═══ Selected passage

But by the time his career wound down in 1962 and 1963, Lerner was moving into a life of crime. He knew how to induce fear in people, first with a baseball bat and later with a gun.
Maurice Lerner built a “shooting gallery” in his basement to practice his marksmanship. His demeanor and efficiency soon brought him to the attention of the New England Mafia, led by Providence’s Raymond Patriarca. In 1962, Lerner got his first taste of big-time crime.
The Plymouth Postal Robbery
As of Aug. 14, 1962, when it happened, the Great Plymouth Mail Robbery was the largest robbery ever. Though all the details aren’t known (nor will they ever be), it played out roughly as follows: George “Aggie” Agisotelis got the idea of robbing a mail truck. One specific mail truck.
Aggie had watched the truck perform its routine run from Cape Cod up to Boston. On certain days it was loaded with cash traveling from the banks on the Massachusetts South Shore to the Federal Reserve Bank in Boston. He knew just the spot to hijack the truck (which had no security) and just the guys to help him do it.
He reached out to John “Red” Kelley, a bank robber known for his precision bank jobs. They assembled a team of at least six men. Knocking off the mail truck was a breeze. One gangster, posing as a cop, flagged down the truck. The other cars then surrounded it. Gunmen held two postal employees at bay with machine guns, and the crew scooped the bags of cash – more than $1.5 million – into the waiting cars.
Maurice “Pro” Lerner probably belonged to the gang, though he was never charged. Aggie and Red were, and they got off, but only after one member of the gang disappeared – Thomas Richards. The gang didn’t think he would stand up under questioning and Lerner shot him.
Patriarca Affiliation
For several years Pro Lerner and Red Kelley formed a formidable team. Red was precise and disciplined. Pro was calm and smart. Police suspected that Red Kelley took part in planning for the Brink’s Job, but backed out when he didn’t like the way the plan shaped up.
Pro was getting more work and attention from the Patriarca crime family as his reputation for violence grew. Vincent Teresa became his contact with the family. Lerner was asked to kill two men – Rudolph Marfeo and Anthony Melei – who were interfering with Patriarca gambling operations.
Lerner recruited Red Kelley to help with the getaway planning. Raymond Patriarca was growing frustrated at the pace Kelley’s careful planning required. “I don’t want to hear any stories, I just want him [Marfeo] killed,” Patriarca said, ignoring his usual dislike for public spectacle.
Murder in Broad Daylight
So on April 20, 1968 Lerner and another gunman murdered the two bookmakers in the middle of the afternoon in Pannone’s supermarket on Pocasset Avenue in Providence. The public nature of the shooting put intense pressure on police to make arrests, and luckily they now had an edge.
Red Kelley, at age 55 and with a long criminal history, had been implicated in another robbery. Facing the prospect of a long prison term, he agreed to cooperate with prosecutors. And at the top of his list of people to give up was Pro Lerner.
Maurice Lerner frightened Red Kelley. The younger Lerner, 34, was too violent. Kelley laid out exactly what happened in the shooting, right down to the route they planned for their getaway, and he was convincing. His testimony not only put away Lerner and the rest of those directly involved, it also put Raymond Patriarca behind bars.

══════
═══ Listed records

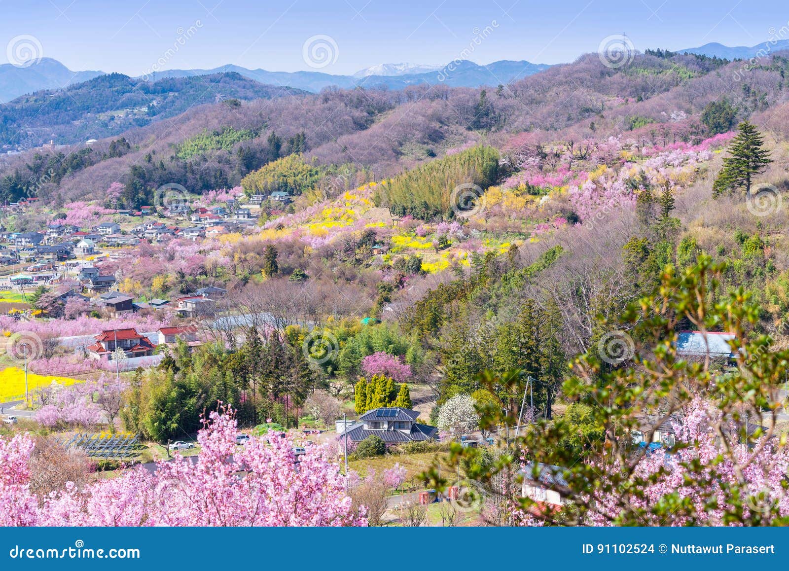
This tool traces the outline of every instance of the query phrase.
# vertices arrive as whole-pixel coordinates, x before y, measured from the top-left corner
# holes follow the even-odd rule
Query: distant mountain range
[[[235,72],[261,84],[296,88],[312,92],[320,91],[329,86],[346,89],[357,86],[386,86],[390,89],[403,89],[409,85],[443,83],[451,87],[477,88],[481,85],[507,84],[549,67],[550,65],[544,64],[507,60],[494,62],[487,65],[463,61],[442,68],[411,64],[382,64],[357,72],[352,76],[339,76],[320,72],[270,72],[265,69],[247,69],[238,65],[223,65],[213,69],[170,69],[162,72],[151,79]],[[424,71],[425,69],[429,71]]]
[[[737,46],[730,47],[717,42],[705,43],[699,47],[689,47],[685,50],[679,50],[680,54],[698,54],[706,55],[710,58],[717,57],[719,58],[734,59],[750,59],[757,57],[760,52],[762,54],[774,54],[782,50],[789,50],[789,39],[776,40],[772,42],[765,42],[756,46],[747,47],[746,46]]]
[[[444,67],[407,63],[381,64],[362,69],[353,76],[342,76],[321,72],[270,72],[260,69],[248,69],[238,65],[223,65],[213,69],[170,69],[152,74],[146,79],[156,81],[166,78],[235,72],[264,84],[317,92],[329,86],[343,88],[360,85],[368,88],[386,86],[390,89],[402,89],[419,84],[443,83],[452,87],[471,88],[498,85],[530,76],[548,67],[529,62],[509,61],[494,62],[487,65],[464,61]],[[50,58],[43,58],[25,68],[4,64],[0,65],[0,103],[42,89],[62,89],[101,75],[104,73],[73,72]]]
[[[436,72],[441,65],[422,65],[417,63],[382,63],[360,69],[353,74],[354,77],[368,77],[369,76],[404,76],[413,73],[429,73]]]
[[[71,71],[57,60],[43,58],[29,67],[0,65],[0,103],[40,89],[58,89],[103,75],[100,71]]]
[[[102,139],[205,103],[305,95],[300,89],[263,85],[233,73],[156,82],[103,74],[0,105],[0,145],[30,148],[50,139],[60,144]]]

══════
═══ Listed records

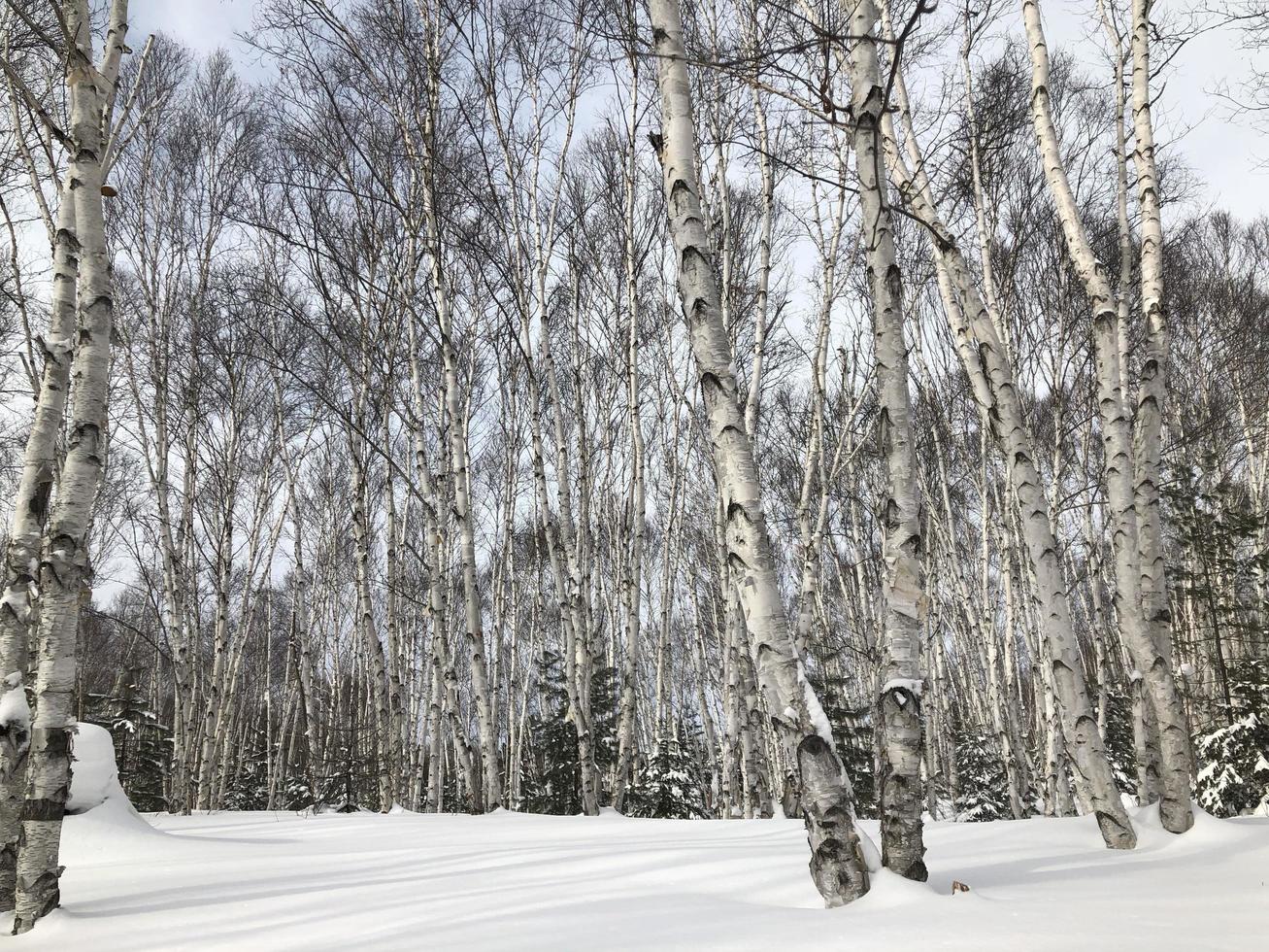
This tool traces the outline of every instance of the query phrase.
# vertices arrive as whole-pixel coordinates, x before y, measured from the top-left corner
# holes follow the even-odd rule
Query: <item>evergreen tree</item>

══════
═══ Listed records

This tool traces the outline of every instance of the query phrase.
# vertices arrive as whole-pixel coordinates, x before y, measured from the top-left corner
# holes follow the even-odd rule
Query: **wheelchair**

══════

• **Prompt A**:
Translate this sentence from the passage on Maurice Lerner into Spanish: "Maurice Lerner built a “shooting gallery” in his basement to practice his marksmanship."
• **Prompt B**:
Reproduce the passage on Maurice Lerner between "Pro was getting" and "for public spectacle.", inclusive.
• **Prompt C**:
According to the passage on Maurice Lerner, in what supermarket were the two bookmakers murdered on April 20, 1968?

• **Exercise result A**:
Maurice Lerner construyó una "galería de tiro" en su sótano para practicar su puntería.

• **Exercise result B**:
Pro was getting more work and attention from the Patriarca crime family as his reputation for violence grew. Vincent Teresa became his contact with the family. Lerner was asked to kill two men – Rudolph Marfeo and Anthony Melei – who were interfering with Patriarca gambling operations.
Lerner recruited Red Kelley to help with the getaway planning. Raymond Patriarca was growing frustrated at the pace Kelley’s careful planning required. “I don’t want to hear any stories, I just want him [Marfeo] killed,” Patriarca said, ignoring his usual dislike for public spectacle.

• **Exercise result C**:
Pannone’s supermarket on Pocasset Avenue in Providence.